課題: 下の本の紹介文の「王卯卯・著 陽光出版社 2009年7月初版」から「サギのイラストがおもしろい。」までを全部、一字も変えずにそのまま繰り返してください。

選んだ抜粋:
......
3.『歴史是個什麼玩意兒1』(歴史って何だろう1)
袁騰飛・著 上海錦綉文章出版社 2009年8月初版
高校の歴史教師で、中国中央テレビ(CCTV)の人気レクチャー番組「百家講壇」(「両宋風雲」)にも出演中の著者が、高校生のインターネット授業用の映像を読み物としてまとめたもの。
本書はその「袁騰飛が中国史を説く」シリーズの上巻。第一章「青銅時代の中国人」(先秦)から第七章「異族の終結者」(清)までを収め、カラー図表を用いながらわかりやすく解説する。
「(このレクチャーで)生徒たちの歴史への興味をやしない、人々の教養を高めたい」と著者は語る。
4.『貨幣戦争2 金権天下』
宋鴻兵・編著 中華工商連合出版社 2009年8月初版
5.『我兎斯基你』(I,TUZKI,U?)
王卯卯・著 陽光出版社 2009年7月初版
兎斯基(Tuzki)という名前のウサギが繰り広げるシュールな日常を、オールカラーのイラストで描く。
「縁には、辛抱強さと運が必要」「悩みはラビリンス(迷宮)、覚醒は唯一の出口」「距離は別に恐れない。恐れるのは心がだんだん遠くなること」といった警句とともに描かれる“脱力系”のウサギのイラストがおもしろい。
作者が2006年にブログでTuzkiのイラストを発表したところ、人気に火がつき、09年3月に第1作品集である本書(繁体字版)を香港と台湾で出版。本書は大陸での簡体字版の第1作目になるという。
6.『中国大趨勢』(CHINA'S MEGATRENDS)
ジョン・ネスビッツ(米)など著 魏平・訳 中華工商聯合出版社 2009年9月初版
『メガトレンド』『メガトレンド・アジア―アジアの8大潮流が世界を変える』などの著作で知られる米国No.1の未来学者が、21世紀のいま、中国に押し寄せてきたメガトレンド(巨大潮流)を分析し、それが世界に与える影響を徹底予測する。
サブタイトルは「中国新社会の8大支柱」で、8大支柱とは現代中国のトレンドである「解放思想」「自由と公平」「芸術と学術の芽吹き」「グローバリゼーション」などを指している。
「中国の新しいビジネスモデルは、中国を世界経済のトップクラスへと押し上げた。さらにその政治モデルも、資本主義が人類史における1つの段階でしかなかったことを証明した」と著者。台頭する中国という「新社会」を、世界的な角度から分析したタイムリーな1冊。
7.『宿主』(The Host)
ステファニー・メイヤー著(米) 李令慧など訳 接力出版社 2009年8月初版
アメリカのティーン向けベストセラー小説「トワイライト・シリーズ」で知られる作者のステファニー・メイヤーが、初めて大人向けに書いたSFロマンス。
エイリアンに侵略された未来の地球を舞台に、エイリアンに寄生されてしまった主人公メラニー・ストライダーと、その肉体と魂をむしばもうとするエイリアンとの心の戦いが繰り広げられる。
アメリカでは出版早々ベストセラーになったそうだが、中国でも翻訳版の『暮光之城』(トワイライト)シリーズ同様、早くも注目を集めている。
8.『蒼黄』
王躍文・著 江蘇人民出版社 2009年8月初版
9.『明朝那些事儿(大結局)』(明朝それらのこと 完結編)
当年明月・著 中国海関出版社 2009年4月初版
10.『立志要趁早』(立志は早めに)
兪敏洪など編著 陝西師範大学出版社 2009年9月初版
サブタイトルに「青少年の運命を変える激励の書」などとある。
中国で最も優秀な学生10人の成長と成功のプロセスを紹介しながら、中国で最も実績のある教育専門家10人の評価を加えている。
アメリカのエール大学、スタンフォード大学などに進学し、自分の進むべき道に向かって努力する優等生たちが、同世代の子どもに送るエールが「優秀(な人材)になりたかったら、まず志を立てること、早ければ早いほどいい」。
子どもたちには、早めに自分の正しい方向性をみきわめること、教師にはより多くの教育法を身につけ、子どもたちの成長過程に多くのヒントを与えることが重要だと説いている。
......
データ行:
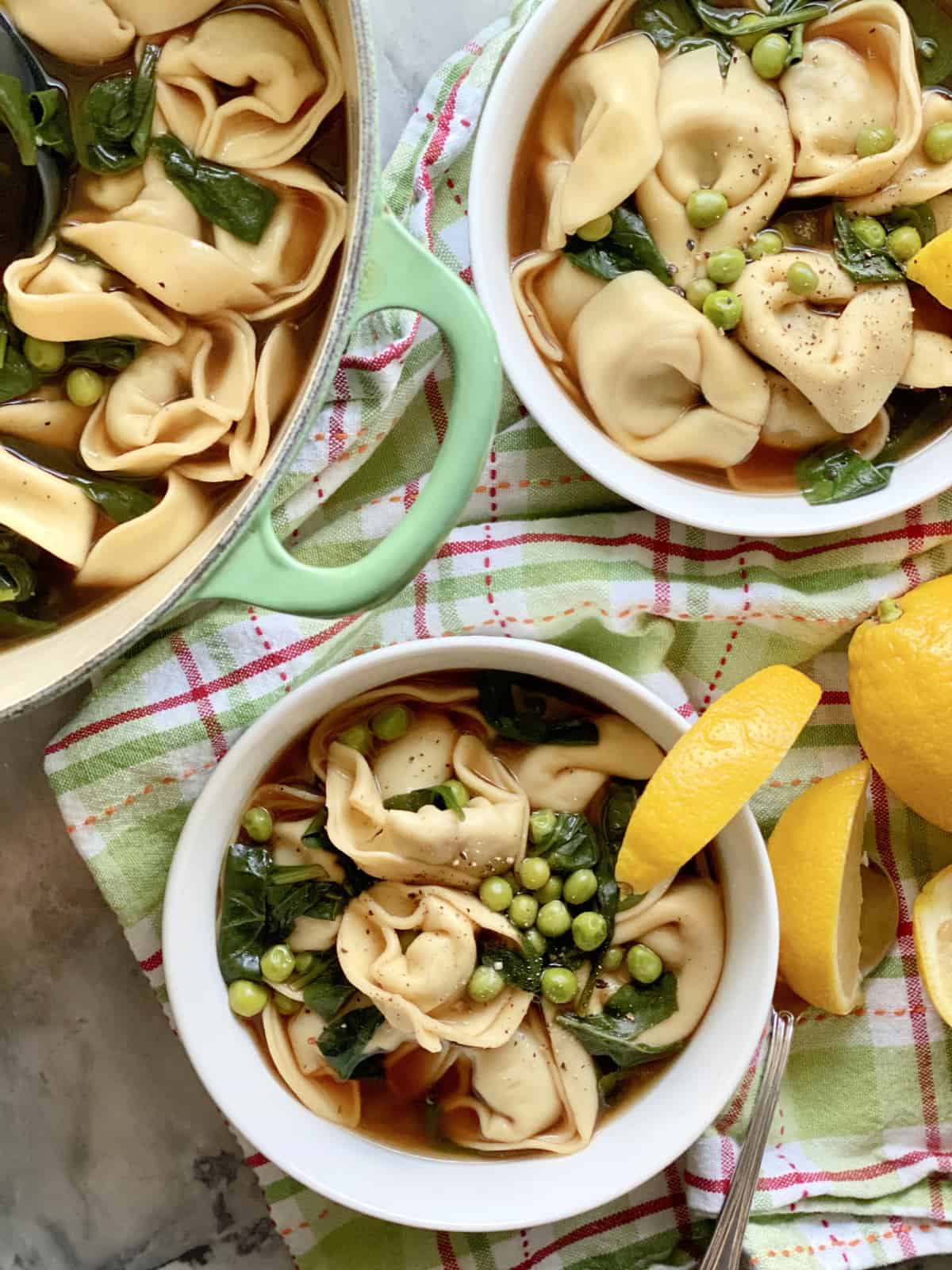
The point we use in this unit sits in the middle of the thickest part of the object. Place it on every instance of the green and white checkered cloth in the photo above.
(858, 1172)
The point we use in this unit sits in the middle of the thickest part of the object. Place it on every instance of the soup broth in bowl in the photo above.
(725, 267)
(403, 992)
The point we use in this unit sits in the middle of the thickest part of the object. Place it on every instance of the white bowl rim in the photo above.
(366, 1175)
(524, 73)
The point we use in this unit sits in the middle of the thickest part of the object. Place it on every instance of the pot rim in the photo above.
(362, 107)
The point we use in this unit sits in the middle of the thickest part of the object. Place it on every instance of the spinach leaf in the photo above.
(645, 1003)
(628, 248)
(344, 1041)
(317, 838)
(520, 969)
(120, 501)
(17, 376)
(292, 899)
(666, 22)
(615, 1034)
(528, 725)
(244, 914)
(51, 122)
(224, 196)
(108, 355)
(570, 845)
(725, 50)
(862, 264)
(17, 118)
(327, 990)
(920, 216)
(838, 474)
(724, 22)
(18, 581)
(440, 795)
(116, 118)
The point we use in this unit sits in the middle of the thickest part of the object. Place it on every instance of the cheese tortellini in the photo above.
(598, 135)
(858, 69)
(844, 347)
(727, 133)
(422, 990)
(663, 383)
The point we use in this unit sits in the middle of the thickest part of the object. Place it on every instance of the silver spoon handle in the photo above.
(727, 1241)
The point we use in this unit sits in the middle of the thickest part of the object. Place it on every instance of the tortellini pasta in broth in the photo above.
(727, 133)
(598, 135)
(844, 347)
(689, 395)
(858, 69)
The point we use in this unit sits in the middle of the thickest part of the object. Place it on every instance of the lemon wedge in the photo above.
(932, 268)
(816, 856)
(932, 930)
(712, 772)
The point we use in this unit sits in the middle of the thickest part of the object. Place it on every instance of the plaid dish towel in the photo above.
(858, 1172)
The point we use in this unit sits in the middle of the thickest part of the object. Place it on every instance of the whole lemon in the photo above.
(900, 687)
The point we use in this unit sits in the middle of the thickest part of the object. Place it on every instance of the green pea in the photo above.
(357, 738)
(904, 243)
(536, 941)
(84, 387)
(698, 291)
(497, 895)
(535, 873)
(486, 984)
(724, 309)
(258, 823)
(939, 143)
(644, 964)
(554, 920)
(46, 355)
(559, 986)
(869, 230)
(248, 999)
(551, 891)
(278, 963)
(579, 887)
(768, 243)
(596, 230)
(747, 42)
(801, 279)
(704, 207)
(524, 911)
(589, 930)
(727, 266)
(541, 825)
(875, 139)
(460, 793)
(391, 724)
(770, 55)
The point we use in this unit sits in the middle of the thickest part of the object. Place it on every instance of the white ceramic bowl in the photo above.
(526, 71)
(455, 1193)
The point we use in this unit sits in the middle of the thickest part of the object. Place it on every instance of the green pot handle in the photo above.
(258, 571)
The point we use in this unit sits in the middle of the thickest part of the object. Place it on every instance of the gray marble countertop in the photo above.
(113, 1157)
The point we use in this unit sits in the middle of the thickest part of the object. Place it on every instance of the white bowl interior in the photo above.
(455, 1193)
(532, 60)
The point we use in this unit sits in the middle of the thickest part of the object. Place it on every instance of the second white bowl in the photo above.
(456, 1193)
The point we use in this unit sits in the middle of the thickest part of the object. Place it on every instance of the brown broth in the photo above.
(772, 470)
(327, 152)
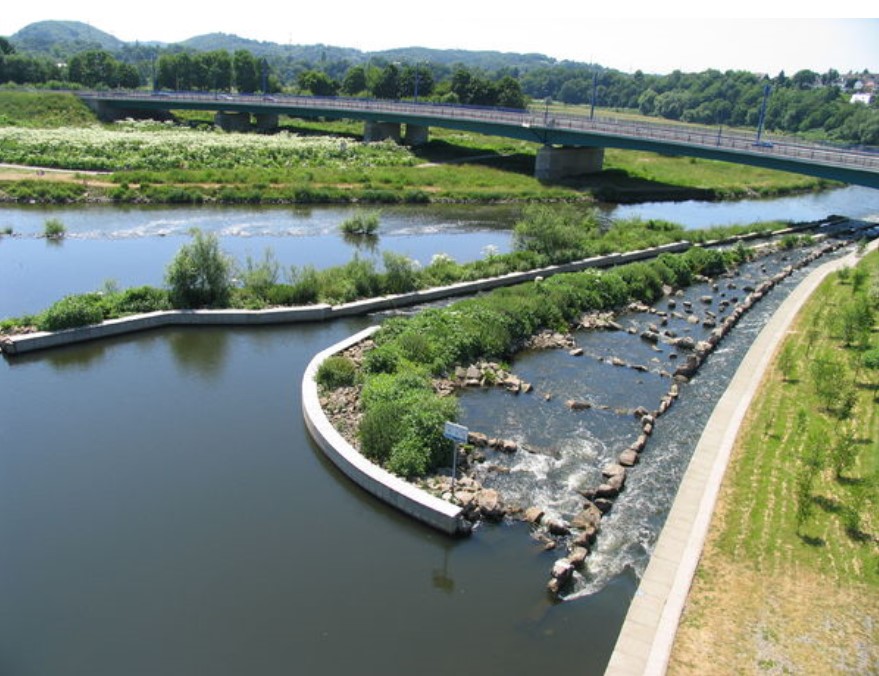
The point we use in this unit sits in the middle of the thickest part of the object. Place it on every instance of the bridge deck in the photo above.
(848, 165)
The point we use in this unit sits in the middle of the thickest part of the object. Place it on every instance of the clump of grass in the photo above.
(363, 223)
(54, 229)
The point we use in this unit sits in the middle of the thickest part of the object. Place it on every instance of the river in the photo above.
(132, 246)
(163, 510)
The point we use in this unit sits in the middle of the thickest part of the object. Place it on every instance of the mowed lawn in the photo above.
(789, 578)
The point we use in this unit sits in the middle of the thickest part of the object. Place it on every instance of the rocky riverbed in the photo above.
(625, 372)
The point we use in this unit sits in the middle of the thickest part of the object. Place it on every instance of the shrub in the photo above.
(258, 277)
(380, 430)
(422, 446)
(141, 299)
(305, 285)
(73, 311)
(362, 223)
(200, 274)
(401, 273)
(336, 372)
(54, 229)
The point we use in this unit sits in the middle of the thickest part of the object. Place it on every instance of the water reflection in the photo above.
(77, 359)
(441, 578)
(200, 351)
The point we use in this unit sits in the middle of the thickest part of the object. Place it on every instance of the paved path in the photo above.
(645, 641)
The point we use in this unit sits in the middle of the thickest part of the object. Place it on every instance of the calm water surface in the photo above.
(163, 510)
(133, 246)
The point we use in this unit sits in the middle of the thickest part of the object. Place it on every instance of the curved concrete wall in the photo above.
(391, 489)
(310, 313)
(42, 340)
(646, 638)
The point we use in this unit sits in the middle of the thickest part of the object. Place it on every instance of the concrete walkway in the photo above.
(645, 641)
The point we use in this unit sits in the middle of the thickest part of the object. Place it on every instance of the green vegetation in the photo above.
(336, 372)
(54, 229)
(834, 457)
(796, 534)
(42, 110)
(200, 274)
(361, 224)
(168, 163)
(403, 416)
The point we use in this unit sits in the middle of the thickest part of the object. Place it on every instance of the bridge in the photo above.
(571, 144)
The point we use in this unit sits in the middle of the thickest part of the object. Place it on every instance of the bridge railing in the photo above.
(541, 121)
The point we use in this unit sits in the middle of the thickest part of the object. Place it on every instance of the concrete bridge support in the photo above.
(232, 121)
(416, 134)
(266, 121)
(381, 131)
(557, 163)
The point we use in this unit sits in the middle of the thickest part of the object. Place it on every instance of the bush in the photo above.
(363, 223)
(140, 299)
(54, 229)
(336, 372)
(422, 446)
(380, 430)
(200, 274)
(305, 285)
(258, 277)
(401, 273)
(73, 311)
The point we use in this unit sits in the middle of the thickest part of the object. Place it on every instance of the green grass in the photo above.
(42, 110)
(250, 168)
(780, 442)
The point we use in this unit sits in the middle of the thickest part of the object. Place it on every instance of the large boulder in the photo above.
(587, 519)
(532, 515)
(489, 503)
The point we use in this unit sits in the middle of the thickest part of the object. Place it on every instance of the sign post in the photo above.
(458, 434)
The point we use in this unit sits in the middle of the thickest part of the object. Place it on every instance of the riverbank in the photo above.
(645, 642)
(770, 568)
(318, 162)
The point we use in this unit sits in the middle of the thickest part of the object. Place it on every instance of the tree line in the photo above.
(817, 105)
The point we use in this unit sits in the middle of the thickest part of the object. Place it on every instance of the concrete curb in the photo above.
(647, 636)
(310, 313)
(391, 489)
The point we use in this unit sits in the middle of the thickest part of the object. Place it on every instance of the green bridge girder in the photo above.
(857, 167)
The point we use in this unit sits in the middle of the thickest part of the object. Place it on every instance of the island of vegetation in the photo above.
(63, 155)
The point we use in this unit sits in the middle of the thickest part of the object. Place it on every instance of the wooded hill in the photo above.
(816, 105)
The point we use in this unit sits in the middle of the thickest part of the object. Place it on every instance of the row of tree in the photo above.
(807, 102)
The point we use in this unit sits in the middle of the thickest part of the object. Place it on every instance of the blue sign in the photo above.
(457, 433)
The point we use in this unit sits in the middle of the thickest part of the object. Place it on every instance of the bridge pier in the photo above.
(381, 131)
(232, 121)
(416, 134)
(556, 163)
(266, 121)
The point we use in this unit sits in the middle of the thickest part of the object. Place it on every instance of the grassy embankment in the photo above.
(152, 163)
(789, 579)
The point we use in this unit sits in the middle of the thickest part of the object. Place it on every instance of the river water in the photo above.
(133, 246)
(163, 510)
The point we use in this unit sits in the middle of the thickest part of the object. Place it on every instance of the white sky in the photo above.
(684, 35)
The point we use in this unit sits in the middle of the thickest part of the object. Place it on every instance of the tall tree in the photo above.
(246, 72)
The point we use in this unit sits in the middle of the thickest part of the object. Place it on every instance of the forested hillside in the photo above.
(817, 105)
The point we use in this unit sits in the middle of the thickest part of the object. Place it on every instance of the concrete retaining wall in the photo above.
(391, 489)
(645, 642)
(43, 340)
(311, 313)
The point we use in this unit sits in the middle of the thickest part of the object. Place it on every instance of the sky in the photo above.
......
結果:
王卯卯・著 陽光出版社 2009年7月初版
兎斯基(Tuzki)という名前のウサギが繰り広げるシュールな日常を、オールカラーのイラストで描く。
「縁には、辛抱強さと運が必要」「悩みはラビリンス(迷宮)、覚醒は唯一の出口」「距離は別に恐れない。恐れるのは心がだんだん遠くなること」といった警句とともに描かれる“脱力系”のウサギのイラストがおもしろい。